#### [Excerpted data]
○ ○ ○ ○

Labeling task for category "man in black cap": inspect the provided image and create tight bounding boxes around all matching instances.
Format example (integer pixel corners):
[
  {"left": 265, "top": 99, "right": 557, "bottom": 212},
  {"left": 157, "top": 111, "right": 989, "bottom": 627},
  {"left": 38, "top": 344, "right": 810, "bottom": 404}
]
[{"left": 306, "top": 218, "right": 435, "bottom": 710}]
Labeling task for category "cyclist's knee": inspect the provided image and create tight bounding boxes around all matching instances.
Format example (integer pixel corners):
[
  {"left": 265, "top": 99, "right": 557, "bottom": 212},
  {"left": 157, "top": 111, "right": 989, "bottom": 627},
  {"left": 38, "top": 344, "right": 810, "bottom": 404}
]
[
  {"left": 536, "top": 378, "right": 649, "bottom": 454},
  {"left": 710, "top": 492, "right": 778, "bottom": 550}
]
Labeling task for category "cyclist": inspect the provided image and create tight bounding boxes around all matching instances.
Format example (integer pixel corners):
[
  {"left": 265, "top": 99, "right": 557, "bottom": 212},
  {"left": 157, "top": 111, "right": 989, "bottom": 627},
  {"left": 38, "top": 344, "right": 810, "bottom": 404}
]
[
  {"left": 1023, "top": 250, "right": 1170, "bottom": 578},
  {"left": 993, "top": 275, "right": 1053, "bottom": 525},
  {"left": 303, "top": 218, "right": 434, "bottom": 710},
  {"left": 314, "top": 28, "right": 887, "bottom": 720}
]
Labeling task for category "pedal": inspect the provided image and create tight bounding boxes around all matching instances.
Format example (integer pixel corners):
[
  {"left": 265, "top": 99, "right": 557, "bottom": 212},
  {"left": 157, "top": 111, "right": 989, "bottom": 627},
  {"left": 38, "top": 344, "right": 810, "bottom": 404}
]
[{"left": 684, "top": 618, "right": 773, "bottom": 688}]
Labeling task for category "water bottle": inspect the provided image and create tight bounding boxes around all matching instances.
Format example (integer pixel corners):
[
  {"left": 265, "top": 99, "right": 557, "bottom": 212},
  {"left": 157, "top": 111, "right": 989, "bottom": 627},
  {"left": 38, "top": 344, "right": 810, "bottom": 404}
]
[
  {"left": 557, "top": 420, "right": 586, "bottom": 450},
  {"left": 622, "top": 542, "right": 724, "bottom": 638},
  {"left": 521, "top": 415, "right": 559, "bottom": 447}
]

○ ○ ○ ○

#### [Work to complete]
Display each line of the records above that contains the string "cyclist".

#### [Solution to this exercise]
Labeling task for category "cyclist's knee": inspect the provided image and create tight bounding boxes around all matching instances.
Labeling task for category "cyclist": inspect the provided image and create tight bounding boxes around all matching instances.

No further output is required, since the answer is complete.